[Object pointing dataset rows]
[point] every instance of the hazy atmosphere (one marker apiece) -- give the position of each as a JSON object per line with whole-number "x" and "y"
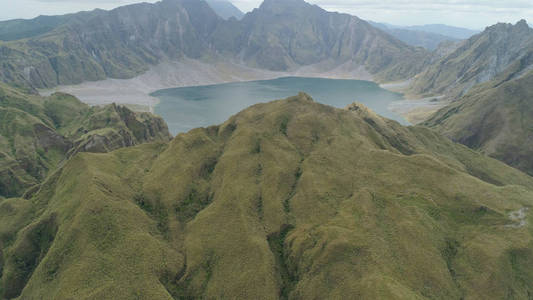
{"x": 474, "y": 14}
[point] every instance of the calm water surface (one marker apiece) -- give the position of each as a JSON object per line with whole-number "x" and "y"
{"x": 191, "y": 107}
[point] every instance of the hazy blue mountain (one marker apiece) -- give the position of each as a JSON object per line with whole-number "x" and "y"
{"x": 225, "y": 9}
{"x": 451, "y": 31}
{"x": 416, "y": 38}
{"x": 279, "y": 35}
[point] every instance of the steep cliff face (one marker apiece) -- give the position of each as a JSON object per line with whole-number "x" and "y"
{"x": 289, "y": 199}
{"x": 479, "y": 59}
{"x": 280, "y": 35}
{"x": 120, "y": 43}
{"x": 37, "y": 134}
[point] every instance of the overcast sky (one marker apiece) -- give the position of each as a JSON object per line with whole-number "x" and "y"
{"x": 475, "y": 14}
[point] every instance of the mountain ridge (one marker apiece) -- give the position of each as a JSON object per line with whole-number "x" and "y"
{"x": 312, "y": 200}
{"x": 119, "y": 44}
{"x": 477, "y": 60}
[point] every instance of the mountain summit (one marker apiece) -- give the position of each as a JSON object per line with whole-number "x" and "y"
{"x": 479, "y": 59}
{"x": 278, "y": 36}
{"x": 289, "y": 199}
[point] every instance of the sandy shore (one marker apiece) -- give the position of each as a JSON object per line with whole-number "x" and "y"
{"x": 136, "y": 92}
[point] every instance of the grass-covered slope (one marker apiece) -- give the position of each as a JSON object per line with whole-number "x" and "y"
{"x": 496, "y": 118}
{"x": 290, "y": 199}
{"x": 37, "y": 133}
{"x": 477, "y": 60}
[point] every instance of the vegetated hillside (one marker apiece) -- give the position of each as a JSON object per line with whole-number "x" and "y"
{"x": 417, "y": 38}
{"x": 280, "y": 35}
{"x": 225, "y": 9}
{"x": 479, "y": 59}
{"x": 290, "y": 199}
{"x": 496, "y": 118}
{"x": 37, "y": 134}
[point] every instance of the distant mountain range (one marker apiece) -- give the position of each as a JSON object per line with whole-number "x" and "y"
{"x": 416, "y": 37}
{"x": 477, "y": 60}
{"x": 279, "y": 35}
{"x": 445, "y": 30}
{"x": 225, "y": 9}
{"x": 290, "y": 199}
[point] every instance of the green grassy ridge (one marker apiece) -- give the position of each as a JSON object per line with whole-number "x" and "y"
{"x": 290, "y": 199}
{"x": 494, "y": 118}
{"x": 37, "y": 134}
{"x": 480, "y": 59}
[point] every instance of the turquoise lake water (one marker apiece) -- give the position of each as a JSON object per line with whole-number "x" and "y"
{"x": 190, "y": 107}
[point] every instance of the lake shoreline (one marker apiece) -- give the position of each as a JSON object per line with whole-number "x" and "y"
{"x": 136, "y": 92}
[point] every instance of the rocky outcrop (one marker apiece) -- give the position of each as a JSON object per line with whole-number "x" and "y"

**WRITTEN PROBLEM**
Rewrite all the rows above, swapping every "one marker apiece" for "one point per instance" and keeping everything else the same. Omit the picture lines from your answer.

**REPLY**
[point] every instance of the hazy atmosphere (one point per instance) -- give the position of each as a JSON object per line with whole-number "x" and "y"
{"x": 474, "y": 14}
[point] every instance of the calm water surface (one point per instance) -- give the position of each as a JSON object per line with whole-number "x" and "y"
{"x": 191, "y": 107}
[point] every instance of the hazy blue mountain (one point per instance) -- give the position of each as a JSON object per line with whole-number "x" and "y"
{"x": 225, "y": 9}
{"x": 451, "y": 31}
{"x": 416, "y": 38}
{"x": 279, "y": 35}
[point] every instance of the steep cliff face (one point per instance) -- give the position of each as a JSON object per line with whole-number "x" and "y"
{"x": 289, "y": 199}
{"x": 479, "y": 59}
{"x": 280, "y": 35}
{"x": 120, "y": 43}
{"x": 37, "y": 134}
[point] every instance of the overcast sky (one point per instance) -- give the position of each as a JSON object per line with whole-number "x" and "y"
{"x": 475, "y": 14}
[point] every instance of the mountain ridge (one point per instance) -- give the position of each as a JSON object per line with whole-number "x" and "y"
{"x": 312, "y": 200}
{"x": 119, "y": 44}
{"x": 477, "y": 60}
[point] every instance of the mountain summit (one point per instance) -- give the position of each as a JSON object per line with whole-number "x" and "y"
{"x": 479, "y": 59}
{"x": 278, "y": 36}
{"x": 289, "y": 199}
[point] every instance of the sandy shore (one point per instance) -- give the position of each as a JSON object per line with whole-number "x" and "y"
{"x": 136, "y": 92}
[point] every instance of the grass-covered slope (one point per instance) -- give the position of each as a JSON object per line with whole-number "x" and "y"
{"x": 496, "y": 118}
{"x": 290, "y": 199}
{"x": 37, "y": 133}
{"x": 477, "y": 60}
[point] every instance of the vegetated hillside (one point per instance) -- give the position of each as a JSON object per line with whole-number "x" and "y"
{"x": 417, "y": 38}
{"x": 280, "y": 35}
{"x": 225, "y": 9}
{"x": 479, "y": 59}
{"x": 290, "y": 199}
{"x": 496, "y": 118}
{"x": 37, "y": 134}
[point] every instance of the distant mountain range (one point per instance) -- give the position of each as a JSON object per line with whole-number "x" and "y"
{"x": 416, "y": 37}
{"x": 477, "y": 60}
{"x": 279, "y": 35}
{"x": 445, "y": 30}
{"x": 225, "y": 9}
{"x": 290, "y": 199}
[point] every instance of the green grassy ridge (one point per instance) -- give the position of each as a JSON object per line with whole-number "x" and "y"
{"x": 290, "y": 199}
{"x": 494, "y": 118}
{"x": 37, "y": 134}
{"x": 480, "y": 59}
[point] every instance of the turquoise lake water (one point per instance) -- give the position of each as a JSON object per line with whole-number "x" and "y"
{"x": 190, "y": 107}
[point] every instance of the lake shoreline (one point per instance) -- give the position of each as a JSON object per line with whole-number "x" and "y"
{"x": 136, "y": 92}
[point] every instance of the rocky outcrop (one point per instance) -- give the position of each as a JSON object per line with whole-number "x" and "y"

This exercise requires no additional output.